■ Objective A ■
Copy the records word for word, starting at their first line and stopping after the line that contains "Query: dark cloud". Leave the pictures out.

■ Text block ■
In 1928, Georgi Shipkov, as the delegate of the Far East brotherhood, took part in the work of the Fourth Baptist Congress in Toronto.
Shipkov lived almost all his life in Blagoveshchensk and worked zealously for about fifty years in the local church, which was the mother of all the communities of the Far East Evangelical Christian-Baptist brotherhood.
In 1930, as a consequence of the arrest of my father, Peter Vins, who served as pastor of the Blagoveshchensk church from 1927-1930, Georgi Shipkov once more took upon himself a responsible ministry as pastor, which lasted until 1937.
These years were especially hard for our whole brotherhood. The prayer-house in Blagoveshchensk, built by the believers’ own hands as long ago as 1910, was confiscated in 1930, and many preachers of the Gospel were forced into exile or were locked up in prisons. Georgi Shipkov was almost the only one left of the ministers of the church in Blagoveshchensk.
Under the influence of persecution in these years, there began to appear among the believers those who were fainthearted, fearful, and even time servers. Fallen and broken officers of the church emerged, and it was from these that the authorities began in subsequent years to form religious groupings obedient to atheism.
The majority of believers, however, courageously continued to serve God.
In 1938, Georgi Shipkov was sent [in excile] to Omsk. He settled down in a small room in a house belonging to believers. He was physically very weak. But the secret police did not leave him in peace: they often summoned him to interrogations and threatened him with a new exile even farther to the north, in the tundra.
I saw Georgi Shipkov once in Omsk in 1939. He was a short, thin old man with a pointed beard, very affectionate and kind, who laid his small hand on my head and asked about my father.
In the last years of his life (1934-1939), Georgi Shipkov did a great deal of work on the interpretation of the New Testament. His work was contained in a large manuscript book. Unfortunately, the fate of this material is unknown. Perhaps it is intact and is lying around somewhere unused? Perhaps believers are preserving letters, articles, and other manuscript legacies of dear Georgi Shipkov? I beg the Lord to rouse the hearts of believers to seek out the precious spiritual heritage of our heroes of the faith so that it may become the property of our whole Evangelical-Baptist brotherhood.
As an aged man, committed to the Lord to the end, Shipkov ended his earthly journey in prison.
From 1934-1935, there was a lively correspondence between my father and Georgi Shipkov. Unfortunately, only a small number of Shipkov’s letters have been preserved. Four of his letters are included in the present collection: a letter to my father from the Blagoveshchensk church (written by Shipkov at the commission of the church), and three personal letters from Shipkov (only a small part of the third letter has been preserved).

■ Listing ■

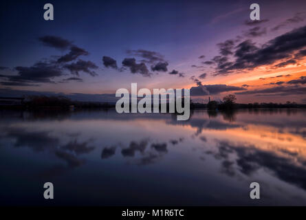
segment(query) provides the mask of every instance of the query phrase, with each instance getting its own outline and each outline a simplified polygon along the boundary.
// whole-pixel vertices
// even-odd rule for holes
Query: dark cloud
[[[202,85],[202,82],[199,79],[197,79],[195,76],[191,76],[190,80],[192,80],[193,82],[195,82],[197,86]]]
[[[33,82],[54,83],[52,79],[63,75],[61,69],[58,66],[43,62],[38,62],[30,67],[19,66],[14,69],[17,75],[0,75],[0,78],[8,80],[2,83],[20,86],[32,85]]]
[[[61,148],[64,150],[74,152],[78,155],[80,154],[88,153],[95,148],[94,146],[89,146],[88,144],[88,142],[79,143],[75,140],[74,141],[69,142],[65,145],[61,146]]]
[[[196,65],[192,65],[191,67],[194,67],[194,68],[204,68],[204,66],[197,66]]]
[[[128,148],[124,148],[121,151],[121,153],[124,157],[133,157],[136,151],[143,153],[146,146],[148,145],[148,140],[143,140],[140,142],[132,141],[131,142]]]
[[[185,74],[183,73],[179,73],[177,70],[173,69],[168,73],[170,75],[177,75],[179,77],[185,77]]]
[[[8,69],[8,67],[0,67],[0,70],[5,70],[5,69]]]
[[[83,80],[78,77],[69,77],[67,78],[64,78],[63,80],[63,82],[68,82],[68,81],[76,81],[76,82],[83,82]]]
[[[70,71],[72,74],[79,76],[80,72],[87,73],[91,76],[98,76],[98,74],[91,69],[98,69],[97,65],[91,61],[85,61],[83,60],[78,60],[76,63],[72,63],[64,65],[64,68],[66,68]]]
[[[306,76],[300,76],[299,79],[292,80],[287,82],[288,84],[305,84],[306,83]]]
[[[199,78],[206,78],[207,76],[207,74],[201,74],[201,75],[199,76]]]
[[[239,170],[243,174],[250,176],[260,168],[269,169],[273,175],[285,182],[306,190],[306,169],[304,160],[296,160],[296,155],[291,152],[284,155],[286,152],[281,151],[279,155],[275,152],[263,151],[254,145],[245,144],[232,144],[228,141],[218,141],[218,152],[214,155],[216,158],[230,162],[225,167],[231,171]],[[230,155],[236,154],[236,158]],[[236,168],[237,167],[237,168]],[[232,175],[233,173],[230,172]],[[229,173],[230,174],[230,173]]]
[[[126,58],[122,61],[124,67],[129,67],[132,74],[140,74],[143,76],[150,76],[151,74],[149,72],[144,63],[136,63],[134,58]]]
[[[142,63],[154,63],[156,62],[165,62],[164,56],[160,53],[146,50],[128,50],[127,53],[131,56],[137,56],[143,58]]]
[[[234,40],[227,40],[223,43],[217,44],[219,48],[220,54],[223,56],[228,56],[232,54],[232,50],[234,48]]]
[[[103,65],[105,67],[111,67],[117,69],[117,61],[113,59],[111,57],[104,56],[102,58]]]
[[[250,21],[247,20],[244,22],[244,24],[245,25],[252,26],[252,25],[257,25],[260,23],[263,23],[265,22],[269,21],[268,19],[261,19],[261,20],[255,20],[255,21]]]
[[[202,62],[202,63],[203,63],[203,64],[206,64],[206,65],[212,65],[212,64],[215,63],[214,62],[210,61],[210,60],[207,60],[207,61]]]
[[[0,84],[5,86],[17,86],[17,87],[37,87],[37,84],[31,84],[27,82],[0,82]]]
[[[77,167],[85,164],[85,161],[82,159],[78,159],[74,155],[69,153],[65,151],[56,151],[55,155],[63,160],[65,160],[67,164],[70,167]]]
[[[72,42],[60,36],[44,36],[39,38],[39,41],[43,45],[56,49],[66,50],[72,46]]]
[[[101,153],[101,159],[109,158],[116,153],[116,146],[105,147]]]
[[[289,58],[294,52],[303,49],[305,45],[306,26],[278,36],[261,48],[257,47],[250,40],[247,40],[235,47],[234,62],[226,62],[224,58],[220,56],[219,60],[213,59],[212,61],[218,64],[215,75],[252,69],[261,65],[272,64],[281,59]]]
[[[298,12],[293,17],[287,19],[286,21],[281,23],[278,25],[272,28],[272,30],[278,30],[279,28],[283,28],[287,25],[291,23],[298,23],[305,20],[305,12]]]
[[[254,89],[237,92],[238,95],[270,94],[273,96],[303,95],[306,93],[306,87],[278,86],[263,89]]]
[[[265,85],[282,85],[283,83],[285,83],[284,81],[278,81],[278,82],[270,82],[269,84],[265,84]]]
[[[252,28],[245,32],[244,35],[248,37],[260,36],[267,33],[265,28],[261,28],[259,26]]]
[[[306,56],[306,50],[301,50],[294,54],[294,58],[300,59]]]
[[[168,152],[166,143],[155,143],[151,146],[158,152]]]
[[[76,46],[72,46],[70,48],[70,52],[61,56],[58,60],[58,63],[67,63],[76,60],[80,56],[87,56],[89,53],[84,49]]]
[[[296,64],[296,61],[295,60],[289,59],[289,60],[287,60],[286,61],[281,62],[281,63],[276,65],[274,67],[285,67],[287,66],[288,65]]]
[[[243,87],[239,87],[226,85],[199,85],[190,89],[190,96],[206,96],[209,94],[218,94],[221,92],[246,90]]]
[[[156,63],[154,65],[152,65],[151,67],[151,69],[152,69],[152,71],[157,71],[157,72],[167,72],[168,69],[167,69],[167,66],[168,66],[168,63],[167,62],[158,62],[157,63]]]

■ Objective B ■
According to the passage on Georgi Shipkov, in what year was the prayer-house in Blagoveshchensk confiscated?

■ Complete answer A ■
segment(query) provides the mask of every instance of the query phrase, with each instance getting its own outline and each outline a simplified polygon along the boundary.
// whole-pixel vertices
// even-odd rule for holes
Query: dark cloud

■ Complete answer B ■
It was confiscated in 1930.